>> Begin Passage shown
There is really nothing like a leisurely breakfast with local coffee or tea, and a good friend.

 

For many, runny soft-boiled eggs with soy and pepper are a must-have with a thick cup of “kopi” or “teh”, so they are an essential part of the cafe’s morning preparation.

 

The eggs are carefully steeped in boiling water that’s rested a few minutes. And then they are transferred to another pot to keep warm. Any eggs with cracks are removed.

 

The eggs get another minute in hot water before they are served. They turn out just right when cracked – beautifully runny but not undercooked.

 

Kaya toast is the other essential item that needs preparation. It also takes skill to slice through the thin slice of brittle toast – swift, broad, and sure-handed strokes of the bread knife with one hand, and the gentlest of pressure steadying the bread with the other hand. The cafe also offers unusual breads like orange peel ciabatta, which is the second most popular after this thin toast.

 

All the bread slices get a pre-toasting and is stored when cool in air-tight containers. This makes for faster toasting when the order is received. Big dollops of softened New Zealand butter and kaya are spread on the two halves of the bread after it is cut.
>> End Passage shown
>> Begin Raw data
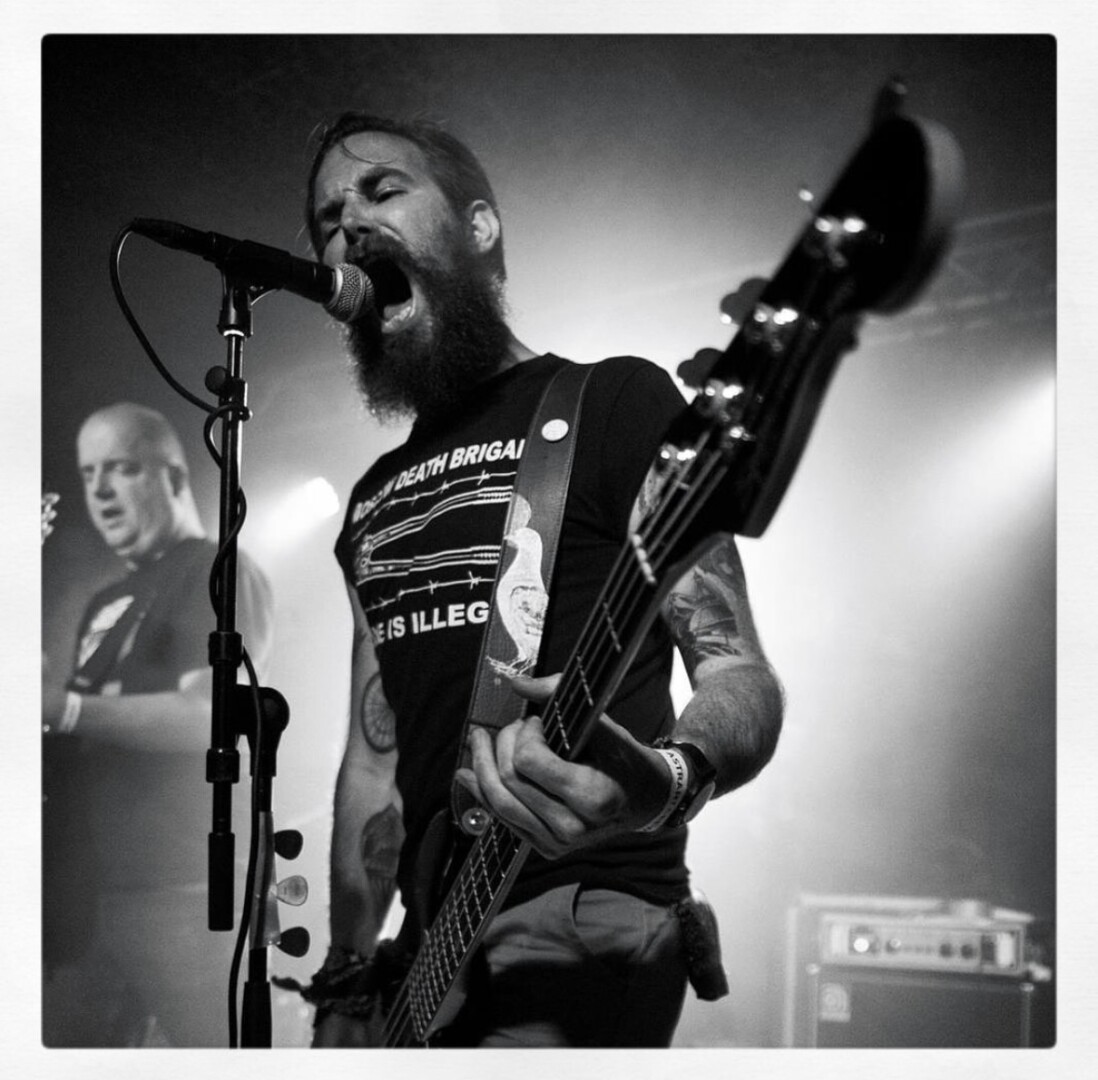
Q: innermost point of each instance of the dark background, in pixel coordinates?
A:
(906, 588)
>> End Raw data
→ What you are asked to do
Copy out the whole passage about the cafe's breakfast eggs and kaya toast word for word.

→ Final answer
There is really nothing like a leisurely breakfast with local coffee or tea, and a good friend.

 

For many, runny soft-boiled eggs with soy and pepper are a must-have with a thick cup of “kopi” or “teh”, so they are an essential part of the cafe’s morning preparation.

 

The eggs are carefully steeped in boiling water that’s rested a few minutes. And then they are transferred to another pot to keep warm. Any eggs with cracks are removed.

 

The eggs get another minute in hot water before they are served. They turn out just right when cracked – beautifully runny but not undercooked.

 

Kaya toast is the other essential item that needs preparation. It also takes skill to slice through the thin slice of brittle toast – swift, broad, and sure-handed strokes of the bread knife with one hand, and the gentlest of pressure steadying the bread with the other hand. The cafe also offers unusual breads like orange peel ciabatta, which is the second most popular after this thin toast.

 

All the bread slices get a pre-toasting and is stored when cool in air-tight containers. This makes for faster toasting when the order is received. Big dollops of softened New Zealand butter and kaya are spread on the two halves of the bread after it is cut.